» **TASK INPUTS**
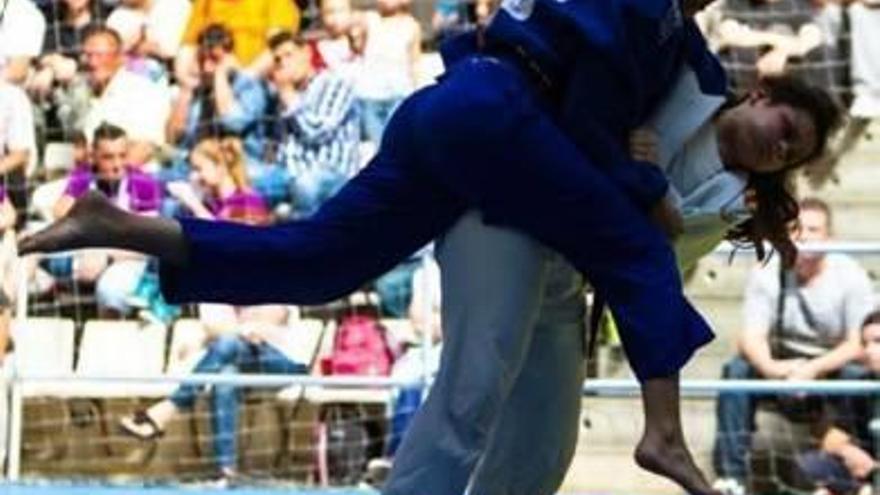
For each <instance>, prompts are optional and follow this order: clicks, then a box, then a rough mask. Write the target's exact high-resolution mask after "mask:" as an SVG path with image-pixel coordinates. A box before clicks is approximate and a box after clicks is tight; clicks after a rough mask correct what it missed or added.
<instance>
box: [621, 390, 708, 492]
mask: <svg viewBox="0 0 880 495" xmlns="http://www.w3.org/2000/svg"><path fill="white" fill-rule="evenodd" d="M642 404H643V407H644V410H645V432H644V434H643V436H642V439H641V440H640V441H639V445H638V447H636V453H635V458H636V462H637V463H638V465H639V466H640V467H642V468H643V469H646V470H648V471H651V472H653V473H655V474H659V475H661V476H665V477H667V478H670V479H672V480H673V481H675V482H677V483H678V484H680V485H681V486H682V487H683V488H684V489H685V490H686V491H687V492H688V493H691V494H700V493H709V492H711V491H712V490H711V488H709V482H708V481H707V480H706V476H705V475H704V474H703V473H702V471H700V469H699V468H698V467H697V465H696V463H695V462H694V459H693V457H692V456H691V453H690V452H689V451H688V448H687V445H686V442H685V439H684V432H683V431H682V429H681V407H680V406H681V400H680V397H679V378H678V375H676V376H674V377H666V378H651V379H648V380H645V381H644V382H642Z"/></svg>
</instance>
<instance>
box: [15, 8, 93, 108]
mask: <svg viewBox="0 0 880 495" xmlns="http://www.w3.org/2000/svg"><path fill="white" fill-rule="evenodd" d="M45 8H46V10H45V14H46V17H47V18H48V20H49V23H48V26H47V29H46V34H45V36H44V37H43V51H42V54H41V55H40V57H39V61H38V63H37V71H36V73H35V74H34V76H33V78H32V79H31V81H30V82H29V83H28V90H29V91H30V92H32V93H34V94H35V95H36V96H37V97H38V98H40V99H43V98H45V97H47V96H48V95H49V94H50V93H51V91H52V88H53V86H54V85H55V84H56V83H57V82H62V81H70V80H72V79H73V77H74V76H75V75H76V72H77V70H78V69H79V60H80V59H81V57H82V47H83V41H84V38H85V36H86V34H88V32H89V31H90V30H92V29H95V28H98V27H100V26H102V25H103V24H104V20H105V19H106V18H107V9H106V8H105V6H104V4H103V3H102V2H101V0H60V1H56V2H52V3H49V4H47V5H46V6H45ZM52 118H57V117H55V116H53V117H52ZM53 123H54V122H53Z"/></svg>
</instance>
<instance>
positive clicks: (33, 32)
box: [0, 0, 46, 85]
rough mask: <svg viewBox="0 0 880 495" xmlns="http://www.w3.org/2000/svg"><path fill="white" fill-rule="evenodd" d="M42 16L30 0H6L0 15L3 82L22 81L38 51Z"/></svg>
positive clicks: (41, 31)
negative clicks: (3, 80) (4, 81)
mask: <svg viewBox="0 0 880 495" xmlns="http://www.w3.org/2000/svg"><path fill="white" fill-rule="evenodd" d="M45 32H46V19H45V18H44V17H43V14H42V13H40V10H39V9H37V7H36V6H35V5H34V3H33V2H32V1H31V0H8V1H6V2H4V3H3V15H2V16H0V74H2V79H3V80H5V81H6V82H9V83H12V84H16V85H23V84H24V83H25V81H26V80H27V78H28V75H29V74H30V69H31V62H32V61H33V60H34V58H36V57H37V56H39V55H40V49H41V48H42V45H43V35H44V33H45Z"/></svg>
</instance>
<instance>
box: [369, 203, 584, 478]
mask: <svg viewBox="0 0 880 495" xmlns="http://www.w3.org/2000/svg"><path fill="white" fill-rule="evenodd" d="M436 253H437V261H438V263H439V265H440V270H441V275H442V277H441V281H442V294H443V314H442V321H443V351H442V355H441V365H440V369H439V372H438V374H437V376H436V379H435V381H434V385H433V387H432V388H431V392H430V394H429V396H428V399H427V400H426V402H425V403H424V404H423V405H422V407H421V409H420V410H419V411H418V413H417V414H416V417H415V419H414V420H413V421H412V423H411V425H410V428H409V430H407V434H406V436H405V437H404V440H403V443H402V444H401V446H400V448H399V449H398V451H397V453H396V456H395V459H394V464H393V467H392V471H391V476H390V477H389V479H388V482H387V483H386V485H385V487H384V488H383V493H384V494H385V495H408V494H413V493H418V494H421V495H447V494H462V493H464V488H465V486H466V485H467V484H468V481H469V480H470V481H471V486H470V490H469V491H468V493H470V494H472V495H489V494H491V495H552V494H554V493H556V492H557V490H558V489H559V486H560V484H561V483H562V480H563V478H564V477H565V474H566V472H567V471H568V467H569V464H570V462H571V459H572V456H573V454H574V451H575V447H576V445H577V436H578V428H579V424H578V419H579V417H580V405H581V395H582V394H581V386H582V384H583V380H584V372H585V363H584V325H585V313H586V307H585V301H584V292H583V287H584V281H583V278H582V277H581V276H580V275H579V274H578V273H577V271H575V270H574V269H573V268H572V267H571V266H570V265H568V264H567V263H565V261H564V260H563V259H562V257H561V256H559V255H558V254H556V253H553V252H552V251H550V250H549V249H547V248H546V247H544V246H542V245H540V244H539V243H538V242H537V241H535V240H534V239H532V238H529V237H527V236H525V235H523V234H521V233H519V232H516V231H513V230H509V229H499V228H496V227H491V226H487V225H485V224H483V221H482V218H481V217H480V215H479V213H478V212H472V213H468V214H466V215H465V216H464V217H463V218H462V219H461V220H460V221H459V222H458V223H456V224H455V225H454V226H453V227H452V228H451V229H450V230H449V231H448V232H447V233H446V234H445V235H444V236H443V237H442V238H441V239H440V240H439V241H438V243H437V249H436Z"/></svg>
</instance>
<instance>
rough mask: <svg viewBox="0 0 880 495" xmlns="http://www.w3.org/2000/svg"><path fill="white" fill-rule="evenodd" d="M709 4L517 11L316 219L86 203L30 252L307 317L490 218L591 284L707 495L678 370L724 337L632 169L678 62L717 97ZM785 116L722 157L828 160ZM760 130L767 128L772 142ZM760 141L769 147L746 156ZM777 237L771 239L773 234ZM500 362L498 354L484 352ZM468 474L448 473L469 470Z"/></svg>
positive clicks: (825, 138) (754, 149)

» **WHAT YOU ARE ASKED TO DO**
Write out all the data exactly, minus pictures.

» **FINISHED EXERCISE**
For each <instance>, prompts are optional and follow this order: clicks, then a box, then a rough mask. Write the target's exact high-resolution mask after "mask:" as an SVG path with image-pixel coordinates. A box before clicks is approximate and a box after clicks is tight; clicks after a rough mask correct what it missed or added.
<instance>
box: [621, 390, 708, 492]
mask: <svg viewBox="0 0 880 495" xmlns="http://www.w3.org/2000/svg"><path fill="white" fill-rule="evenodd" d="M642 404H643V407H644V410H645V432H644V434H643V436H642V439H641V440H640V441H639V445H638V447H636V453H635V458H636V462H637V463H638V465H639V466H640V467H642V468H643V469H646V470H648V471H651V472H653V473H655V474H659V475H661V476H665V477H667V478H670V479H672V480H673V481H675V482H677V483H678V484H680V485H681V486H682V487H683V488H684V489H685V490H686V491H687V492H688V493H691V494H700V493H709V492H711V491H712V490H711V488H709V482H708V481H707V480H706V476H705V475H704V474H703V473H702V471H700V469H699V468H698V467H697V465H696V463H695V462H694V459H693V457H692V456H691V453H690V452H689V451H688V448H687V445H686V442H685V439H684V432H683V431H682V429H681V407H680V406H681V400H680V397H679V378H678V375H676V376H674V377H666V378H651V379H648V380H645V381H644V382H642Z"/></svg>
</instance>
<instance>
box: [15, 8, 93, 108]
mask: <svg viewBox="0 0 880 495" xmlns="http://www.w3.org/2000/svg"><path fill="white" fill-rule="evenodd" d="M45 8H46V10H45V14H46V17H47V18H48V20H49V23H48V26H47V29H46V34H45V36H44V37H43V51H42V54H41V55H40V57H39V61H38V63H37V71H36V73H35V74H34V76H33V78H32V79H31V81H30V82H29V83H28V90H29V91H30V92H32V93H34V94H35V95H36V96H37V97H38V98H40V99H43V98H45V97H47V96H48V95H49V94H50V93H51V91H52V88H53V86H54V85H55V84H56V83H57V82H62V81H70V80H72V79H73V77H74V76H75V75H76V72H77V70H78V69H79V60H80V59H81V57H82V47H83V41H84V38H85V36H86V34H88V32H89V31H90V30H92V29H95V28H98V27H100V26H102V25H103V24H104V20H105V19H106V18H107V9H106V8H105V6H104V4H103V3H102V2H101V0H60V1H56V2H52V3H49V4H47V5H46V6H45ZM52 118H57V117H55V116H53V117H52ZM53 123H54V122H53Z"/></svg>
</instance>
<instance>
positive clicks: (33, 32)
box: [0, 0, 46, 85]
rough mask: <svg viewBox="0 0 880 495" xmlns="http://www.w3.org/2000/svg"><path fill="white" fill-rule="evenodd" d="M42 16L30 0H6L0 15L3 82L22 81L38 51Z"/></svg>
positive clicks: (41, 31)
negative clicks: (3, 80) (4, 81)
mask: <svg viewBox="0 0 880 495" xmlns="http://www.w3.org/2000/svg"><path fill="white" fill-rule="evenodd" d="M45 32H46V19H45V18H44V17H43V14H42V13H40V10H39V9H37V7H36V6H35V5H34V3H33V2H32V1H31V0H8V1H6V2H4V3H3V15H2V16H0V74H2V79H3V80H5V81H6V82H9V83H12V84H16V85H23V84H24V83H25V81H26V80H27V78H28V75H29V74H30V69H31V62H32V61H33V60H34V58H36V57H37V56H39V55H40V49H41V48H42V45H43V35H44V33H45Z"/></svg>
</instance>
<instance>
box: [369, 203, 584, 478]
mask: <svg viewBox="0 0 880 495" xmlns="http://www.w3.org/2000/svg"><path fill="white" fill-rule="evenodd" d="M436 253H437V261H438V263H439V265H440V270H441V275H442V277H441V281H442V294H443V314H442V321H443V351H442V355H441V365H440V369H439V372H438V374H437V376H436V379H435V381H434V385H433V387H432V388H431V392H430V394H429V396H428V399H427V400H426V402H425V403H424V404H423V405H422V407H421V409H420V410H419V411H418V413H417V414H416V417H415V419H414V420H413V421H412V423H411V425H410V428H409V430H407V434H406V436H405V437H404V440H403V443H402V444H401V446H400V448H399V449H398V451H397V453H396V456H395V459H394V464H393V467H392V471H391V476H390V477H389V479H388V482H387V483H386V485H385V487H384V488H383V493H384V494H385V495H408V494H413V493H418V494H421V495H447V494H462V493H464V488H465V486H466V485H467V484H468V481H469V480H470V481H471V486H470V490H469V491H468V493H470V494H472V495H489V494H491V495H552V494H554V493H556V492H557V490H558V489H559V486H560V484H561V483H562V480H563V478H564V477H565V474H566V472H567V471H568V467H569V464H570V462H571V459H572V456H573V454H574V451H575V447H576V445H577V436H578V428H579V424H578V419H579V417H580V405H581V395H582V394H581V386H582V384H583V380H584V372H585V363H584V325H585V313H586V307H585V301H584V292H583V287H584V281H583V278H582V277H581V276H580V275H579V274H578V273H577V271H575V270H574V269H573V268H572V267H571V266H570V265H568V264H567V263H565V261H564V260H563V259H562V257H561V256H559V255H558V254H556V253H553V252H552V251H550V250H549V249H547V248H546V247H544V246H542V245H540V244H539V243H538V242H537V241H535V240H534V239H532V238H529V237H527V236H525V235H523V234H521V233H519V232H516V231H513V230H509V229H499V228H496V227H491V226H487V225H485V224H483V221H482V218H481V217H480V215H479V213H478V212H472V213H468V214H466V215H465V216H464V217H463V218H462V219H461V220H460V221H459V222H458V223H456V224H455V225H454V226H453V227H452V228H451V229H450V230H449V231H448V232H447V233H446V234H445V235H444V236H443V237H442V238H441V239H440V240H439V241H438V243H437V249H436Z"/></svg>
</instance>
<instance>
rough mask: <svg viewBox="0 0 880 495" xmlns="http://www.w3.org/2000/svg"><path fill="white" fill-rule="evenodd" d="M709 4L517 11L316 219L86 203L30 252L307 317L490 218L591 284L707 495L678 370L724 337L632 169L678 62L717 97ZM785 116L722 157L828 160ZM760 130L767 128L772 142ZM760 141L769 147L746 156ZM777 237L771 239L773 234ZM500 362L498 354L484 352ZM468 474L448 473L469 470Z"/></svg>
positive clicks: (825, 138) (754, 149)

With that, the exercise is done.